_Sağlanan alıntı_.
================

01-08-2022
EFA Siyasi Danışmanı Butcher: "Batı Trakya Türk Azınlığı ile dayanışma içindeyiz"
Avrupa Hür İttifakı (EFA) Siyasi Danışmanı Paul Butcher, Batı Trakya Türk Azınlığı'nın verdiği mücadelede dayanışma içinde olduklarını söyledi.
DEB Partisi kurucusu Dr. Sadık Ahmet için düzenlenen anma törenine katılan EFA Siyasi Danışmanı Butcher, "Yunanistan’daki Türk azınlığın tanınma mücadelesi bazı açılardan oldukça aşina olduğumuz bir durum. Avrupa’da benzer sorunlarla mücadele eden pek çok topluluk var ve burada dayanışma içinde olduğumuzu belirtmekten mutluluk ve gurur duyuyoruz." dedi.

================

_Sağlanan malzeme_.
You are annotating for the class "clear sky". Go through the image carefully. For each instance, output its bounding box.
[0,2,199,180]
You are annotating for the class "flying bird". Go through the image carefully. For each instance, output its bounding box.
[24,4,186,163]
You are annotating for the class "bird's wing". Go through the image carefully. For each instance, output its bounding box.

================

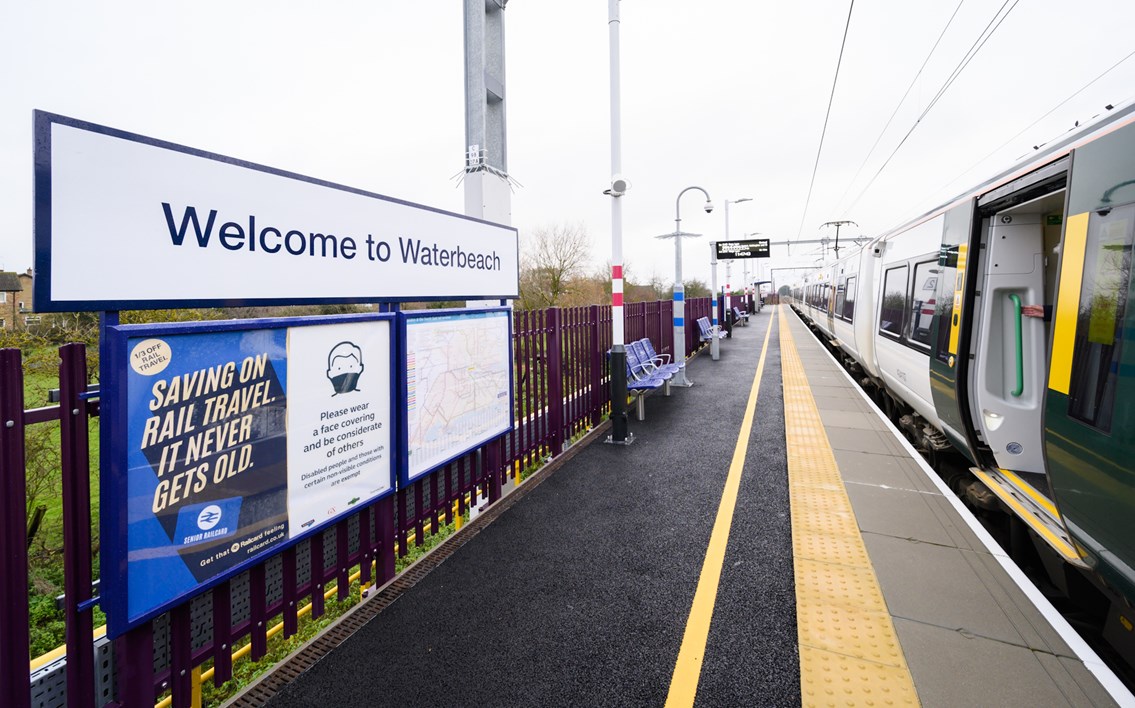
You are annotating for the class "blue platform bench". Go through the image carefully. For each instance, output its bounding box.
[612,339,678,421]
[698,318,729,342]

================

_Hedef_. Sağlanan alıntıda hangi coğrafi yer adları geçiyor? Her birini bir kez yazın.

_Eksiksiz yanıt_. Batı Trakya, Yunanistan, Avrupa